ARTIKEL:
==========

Kamis, 12 Mei 2011

Sinergitas antara Pemerintah dan Masyarakat dalam Kerangka Keselamatan Berkendara

Setakat ini kecelakaan lalu lintas menjadi perhatian yang cukup penting bagi Pemerintah dan masyarakat. Angka kecelakaan yang cukup tinggi menyebabkan Pemerintah dan masyarakat harus waspada untuk mengantisipasi dan menekan angka kecelakaan tersebut.

Mencermati data statistik dari Komite Nasional Keselamatan Transportasi (KNKT) dalam Konferensi Akhir Tahun 2010 lalu sungguh membelalakkan mata. Berdasarkan data tersebut ternyata tren kecelakaan lalu lintas selama tahun 2007 sampai dengan tahun 2010 membentuk kurva terbalik. Hal ini berarti secara umum tren kecelakaan mengalami penurunan. Tahun 2007 hingga tahun 2009 mengalami kenaikan namun tahun 2009 hingga tahun 2010 mengalami penurunan.

Namun demikian hal yang patut dicermati adalah besarnya angka kecelakaan dalam skala Nasional masih cukup tinggi walaupun sudah mengalami penurunan, yakni sekitar 47.261 kecelakaan. Angka ini cukup tinggi jika dibandingkan dengan angka kecelakaan moda transportasi lainnya. Data KNKT memaparkan bahwa kecelakaan lalu lintas merupakan kecelakaan yang terbesar dibandingkan moda transportasi lain. Kasus kecelakaan angkutan laut, hanya sekitar 525 kejadian dalam empat tahun terakhir, sedangkan lalu lintas jalan mencapai sekitar 218.257 kejadian sebagaimana yang dikutip Edo Rusyanto (2010) dalam http://edorusyanto.wordpress.com/2010/12/31/tren-kecelakaan-menurun/. Hal ini akan semakin tampak jika dibandingkan dengan kecelakaan transportasi yang kereta api dan angkutan udara. Angka kecelakaan kereta api terjadi sekitar 375 kasus sedangkan angkutan udara hanya 212 kasus dalam empat tahun terakhir. Hal ini sangat logis karena sebagian besar aktivitas manusia berada di daratan dan moda transportasi yang paling banyak digunakan adalah lalu lintas jalan. Jumlah sepeda motor pun setiap harinya diproduksi dalam angka yang cukup besar pula.

==========

(Label titik objek)
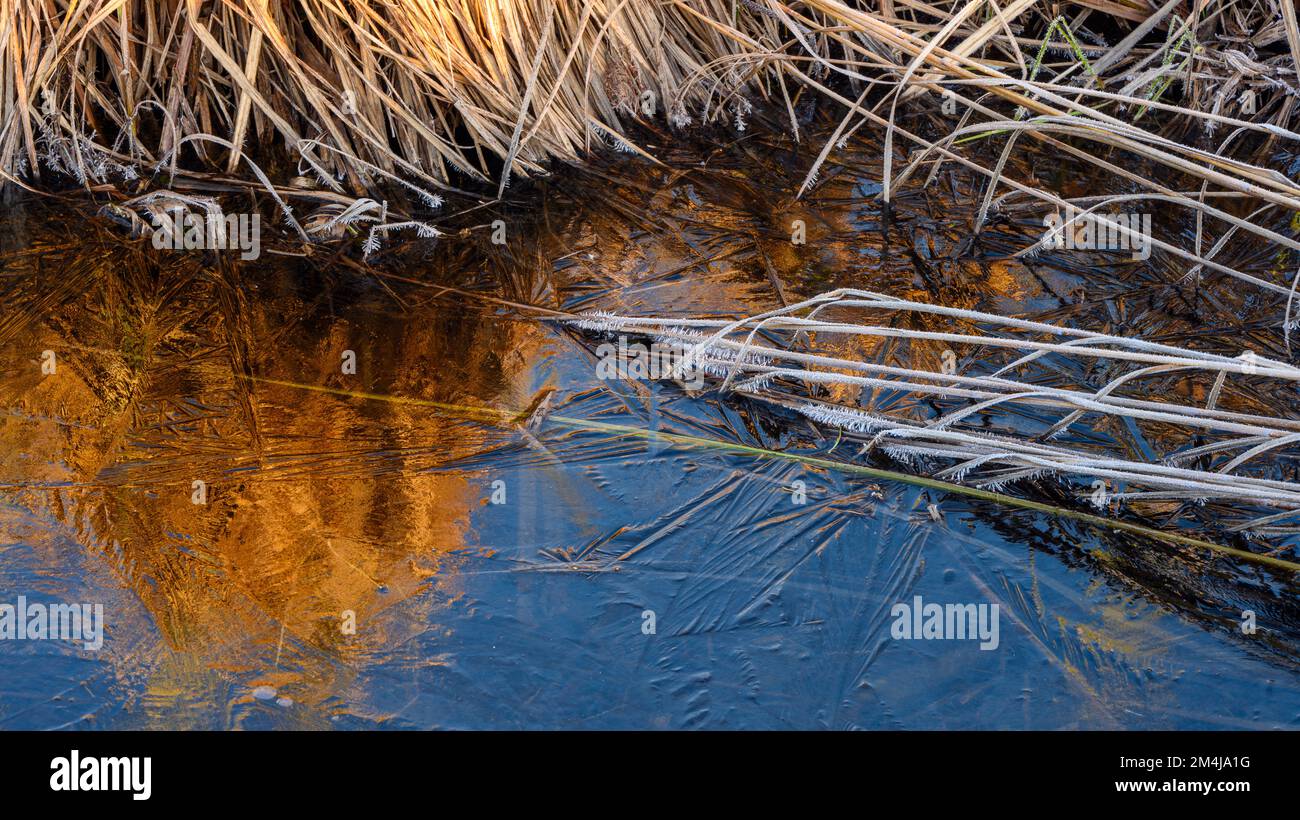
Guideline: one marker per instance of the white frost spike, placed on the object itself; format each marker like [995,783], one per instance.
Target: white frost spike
[843,417]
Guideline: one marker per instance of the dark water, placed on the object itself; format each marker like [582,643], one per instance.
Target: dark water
[333,495]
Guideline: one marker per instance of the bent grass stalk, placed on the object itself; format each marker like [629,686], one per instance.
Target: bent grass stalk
[512,419]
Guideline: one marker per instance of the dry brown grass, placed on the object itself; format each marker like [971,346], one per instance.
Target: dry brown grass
[427,95]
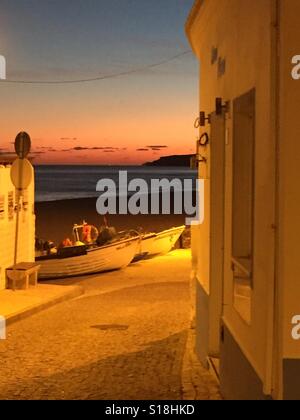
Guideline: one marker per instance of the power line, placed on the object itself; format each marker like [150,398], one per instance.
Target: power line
[99,78]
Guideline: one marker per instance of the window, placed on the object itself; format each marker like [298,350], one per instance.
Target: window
[243,201]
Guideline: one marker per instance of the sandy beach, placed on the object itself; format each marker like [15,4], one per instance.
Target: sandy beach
[54,220]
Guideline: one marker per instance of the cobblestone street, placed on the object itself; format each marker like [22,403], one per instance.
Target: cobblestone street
[124,339]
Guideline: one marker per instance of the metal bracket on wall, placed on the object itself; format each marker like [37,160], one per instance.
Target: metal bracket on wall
[201,121]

==========

LATIHAN TERTULIS 1:
Salin tanpa mengubah apa pun bagian artikel tentang keselamatan berkendara, mulai dari "Sinergitas antara Pemerintah" sampai dengan "angka kecelakaan tersebut.".
LATIHAN TERTULIS 2:
Teruskan tulisan tentang kecelakaan lalu lintas dan keselamatan berkendara, dimulai sesudah kalimat terakhir yang ditampilkan.

JAWABAN LATIHAN 1:
Sinergitas antara Pemerintah dan Masyarakat dalam Kerangka Keselamatan Berkendara

Setakat ini kecelakaan lalu lintas menjadi perhatian yang cukup penting bagi Pemerintah dan masyarakat. Angka kecelakaan yang cukup tinggi menyebabkan Pemerintah dan masyarakat harus waspada untuk mengantisipasi dan menekan angka kecelakaan tersebut.

JAWABAN LATIHAN 2:
Dalam skala yang lebih besar kecelakaan lalu lintas jalan tak kurang dari 1,2 juta jiwa melayang di jalan raya berdasarkan data Perserikatan bangsa-bangsa (PBB) pada tahun 2009. PBB juga menyebut, sekitar 87,2% kecelakaan itu terjadi di negara berkembang. Data yang tak jauh berbeda juga disodorkan Lembaga Keselamatan jalan raya Amerika Serikat (NHTSA) sebagaimana yang dilansir oleh Tempo Interaktif, Jakarta. Angka lebih ekstrem dipaparkan oleh Ketua Pusat Studi Transportasi dan Logistik Universitas Gadjah Mada (UGM) Yogyakarta, Joewono Soemarjito yang menyatakan angka kematian akibat kecelakaan lalu lintas secara nasional tahun 2008-2010 mencapai 8,5 orang per 100.000 jiwa meninggal setiap hari. Sungguh angka yang sangat fantastis dan patut menjadi ancaman bagi para pengguna jalan.
Kita tidak cukup sebatas mengagumi dan berkontemplasi dalam memahami kenyataan ini. Saatnya bagi kita bertindak untuk keselamatan jiwa kita. Kita patut bertanya sebenarnya apakah penyebab besarnya angka kecelakaan ini. Hal ini menjadi sangat penting karena untuk mengantisipasi suatu persoalan kita harus bersandarkan pada aspek penyebabnya. Hukum kausalitas patut dijadikan acuan dalam mengatasainya. Suatu hal yang mustahil mengobati suatu penyakit tanpa mendiagnosis penyebab dan jenis penyakitnya.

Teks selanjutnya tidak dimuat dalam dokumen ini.